**TEXT BLOCK**
— begin —
I joined recently and put just a bit of info on my profile. 13 people (so far) welcomed me to the board!

Then I posted this question 12 hours ago. It has had 229 views, so far. 11 replies (excluding my own), including one from a guy who INVITED ME OVER to help me make cauls.

I mean, woodworkers are a friendly lot and all, but this is blowing my mind!


----------



## stratiA (Feb 26, 2009)

Ironic that I would find this post. Today I glued together 3 2×4 pieces of mdf. I used yellow glue and cauls and shot a couple of brads in the corners to keep them from shifting. no problems at all.


----------



## Rick Dennington (Aug 27, 2009)

Hey Mark, 
No… you don't have to drill pilot holes when you use drywall screws in MDF. Just stay far enough from the edges so as not to blow out the MDF…..I agree with ChuckM… since you're working with a fairly small area
you said 27×35), being dead-flat is not that critical, but it sure does help if you can get it there…...lol..


----------



## childress (Sep 14, 2008)

AND…. If this is material that you have to buy still and think you will need thick MDF again, you can purchase either 1&1/8" or 1&1/4" thick MDF. That stuff will definately work and be easier because you don't have to bother gluing anything.


----------



## MarkColan (Aug 11, 2010)

@ChildressWW: the thickest MDF I have found is 1" at a cabinet plywood specialty shop in town. If I had found 1-1/4", I would have used that and not bothered gluing.


----------
— end —
**DATA LINES**
— begin —
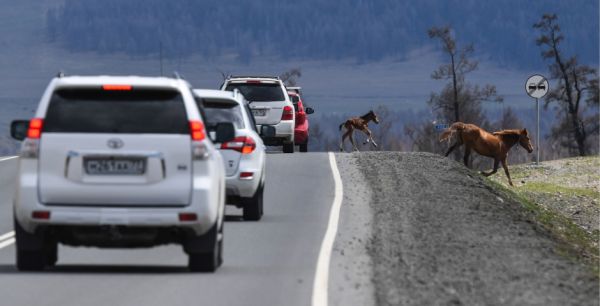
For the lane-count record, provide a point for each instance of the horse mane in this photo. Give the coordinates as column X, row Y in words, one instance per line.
column 512, row 135
column 366, row 116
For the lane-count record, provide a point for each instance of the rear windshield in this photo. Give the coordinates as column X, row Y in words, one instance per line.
column 263, row 92
column 152, row 111
column 215, row 112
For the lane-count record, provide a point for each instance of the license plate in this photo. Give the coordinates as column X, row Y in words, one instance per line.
column 259, row 112
column 114, row 165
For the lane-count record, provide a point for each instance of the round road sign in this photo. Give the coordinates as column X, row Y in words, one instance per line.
column 537, row 86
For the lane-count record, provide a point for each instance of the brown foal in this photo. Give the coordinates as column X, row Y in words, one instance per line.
column 359, row 123
column 495, row 145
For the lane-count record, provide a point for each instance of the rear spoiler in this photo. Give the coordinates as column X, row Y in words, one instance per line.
column 295, row 89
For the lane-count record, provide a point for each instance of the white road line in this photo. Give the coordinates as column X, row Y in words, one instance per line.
column 7, row 235
column 321, row 283
column 7, row 158
column 6, row 243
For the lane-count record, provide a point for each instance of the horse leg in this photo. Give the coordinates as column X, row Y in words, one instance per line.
column 369, row 137
column 353, row 143
column 466, row 157
column 505, row 166
column 344, row 136
column 454, row 146
column 496, row 163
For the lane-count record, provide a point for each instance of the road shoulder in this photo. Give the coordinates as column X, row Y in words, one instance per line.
column 350, row 277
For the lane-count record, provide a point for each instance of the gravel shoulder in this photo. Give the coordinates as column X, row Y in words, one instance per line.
column 351, row 273
column 440, row 235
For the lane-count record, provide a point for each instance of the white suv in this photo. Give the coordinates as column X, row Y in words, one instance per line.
column 244, row 156
column 270, row 105
column 118, row 162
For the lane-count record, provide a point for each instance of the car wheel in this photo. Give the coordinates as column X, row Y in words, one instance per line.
column 288, row 147
column 206, row 261
column 253, row 207
column 29, row 258
column 304, row 147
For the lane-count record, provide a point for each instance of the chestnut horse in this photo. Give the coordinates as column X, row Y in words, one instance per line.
column 495, row 145
column 360, row 123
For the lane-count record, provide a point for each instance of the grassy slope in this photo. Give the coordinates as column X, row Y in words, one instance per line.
column 550, row 192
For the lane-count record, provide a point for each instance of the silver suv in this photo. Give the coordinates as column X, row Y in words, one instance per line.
column 118, row 162
column 270, row 105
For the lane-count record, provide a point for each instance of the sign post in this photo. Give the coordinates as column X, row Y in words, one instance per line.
column 537, row 87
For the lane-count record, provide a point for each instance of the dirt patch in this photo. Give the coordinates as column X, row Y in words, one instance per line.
column 568, row 187
column 443, row 236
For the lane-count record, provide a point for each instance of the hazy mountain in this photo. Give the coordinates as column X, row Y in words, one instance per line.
column 317, row 29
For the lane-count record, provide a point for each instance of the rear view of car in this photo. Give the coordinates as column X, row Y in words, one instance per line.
column 270, row 105
column 118, row 162
column 244, row 157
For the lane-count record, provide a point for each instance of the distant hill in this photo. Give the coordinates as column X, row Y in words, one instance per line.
column 317, row 29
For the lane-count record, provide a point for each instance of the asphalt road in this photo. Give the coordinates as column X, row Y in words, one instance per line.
column 270, row 262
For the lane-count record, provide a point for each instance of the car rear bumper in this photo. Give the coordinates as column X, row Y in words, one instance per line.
column 205, row 204
column 242, row 187
column 284, row 131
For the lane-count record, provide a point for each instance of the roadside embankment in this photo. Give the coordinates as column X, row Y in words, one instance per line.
column 440, row 234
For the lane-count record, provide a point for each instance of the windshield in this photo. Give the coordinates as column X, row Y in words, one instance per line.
column 215, row 112
column 263, row 92
column 95, row 110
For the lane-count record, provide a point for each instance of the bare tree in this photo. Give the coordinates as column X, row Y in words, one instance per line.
column 459, row 100
column 291, row 76
column 574, row 82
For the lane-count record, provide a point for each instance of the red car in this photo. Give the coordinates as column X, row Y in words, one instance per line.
column 301, row 127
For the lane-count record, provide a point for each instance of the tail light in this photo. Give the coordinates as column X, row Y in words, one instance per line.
column 246, row 175
column 197, row 130
column 288, row 113
column 31, row 145
column 198, row 134
column 113, row 87
column 40, row 214
column 242, row 144
column 35, row 128
column 187, row 217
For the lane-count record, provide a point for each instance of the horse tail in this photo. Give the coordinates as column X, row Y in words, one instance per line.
column 449, row 132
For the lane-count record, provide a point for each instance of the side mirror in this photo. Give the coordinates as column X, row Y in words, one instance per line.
column 18, row 129
column 224, row 132
column 267, row 131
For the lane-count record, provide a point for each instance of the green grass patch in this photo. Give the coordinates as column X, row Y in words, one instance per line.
column 574, row 242
column 553, row 188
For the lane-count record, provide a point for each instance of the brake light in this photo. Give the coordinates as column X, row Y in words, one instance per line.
column 246, row 175
column 242, row 144
column 288, row 113
column 35, row 128
column 197, row 130
column 116, row 87
column 183, row 217
column 40, row 214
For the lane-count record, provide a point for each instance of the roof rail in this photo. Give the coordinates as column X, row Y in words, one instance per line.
column 176, row 75
column 253, row 76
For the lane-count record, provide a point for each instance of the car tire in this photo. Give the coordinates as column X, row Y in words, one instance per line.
column 303, row 147
column 253, row 207
column 288, row 147
column 31, row 254
column 207, row 261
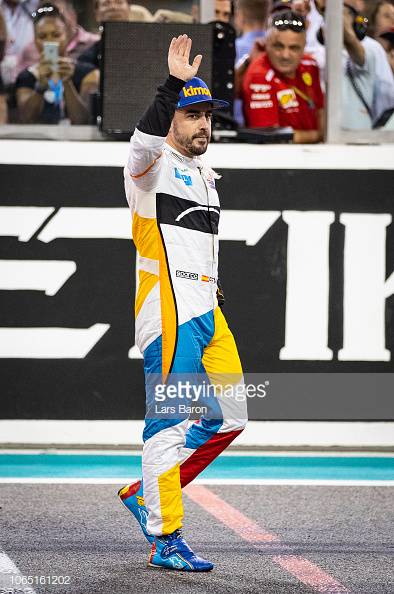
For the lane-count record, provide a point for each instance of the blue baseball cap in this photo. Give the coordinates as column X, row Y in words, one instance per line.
column 196, row 91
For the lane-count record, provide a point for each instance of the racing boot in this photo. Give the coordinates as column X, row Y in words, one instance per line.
column 132, row 497
column 172, row 552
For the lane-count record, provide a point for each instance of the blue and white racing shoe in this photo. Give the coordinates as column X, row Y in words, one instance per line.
column 132, row 497
column 172, row 552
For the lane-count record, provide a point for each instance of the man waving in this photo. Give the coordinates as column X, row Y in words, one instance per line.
column 180, row 328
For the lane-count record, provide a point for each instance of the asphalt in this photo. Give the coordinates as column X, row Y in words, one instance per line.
column 83, row 532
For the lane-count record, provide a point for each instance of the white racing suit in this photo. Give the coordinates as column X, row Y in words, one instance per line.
column 179, row 326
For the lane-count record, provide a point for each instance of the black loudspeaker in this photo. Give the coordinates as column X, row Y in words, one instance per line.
column 134, row 64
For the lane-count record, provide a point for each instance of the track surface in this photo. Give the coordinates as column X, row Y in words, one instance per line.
column 82, row 531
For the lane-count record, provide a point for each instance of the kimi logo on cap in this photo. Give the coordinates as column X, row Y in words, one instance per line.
column 197, row 91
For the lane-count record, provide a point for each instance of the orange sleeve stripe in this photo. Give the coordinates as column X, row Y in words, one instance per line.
column 146, row 170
— end —
**TASK DESCRIPTION**
Please retype the stretch of the MDF forum thread from "AND…. If this" through "bother gluing anything.".

**WRITTEN ANSWER**
AND…. If this is material that you have to buy still and think you will need thick MDF again, you can purchase either 1&1/8" or 1&1/4" thick MDF. That stuff will definately work and be easier because you don't have to bother gluing anything.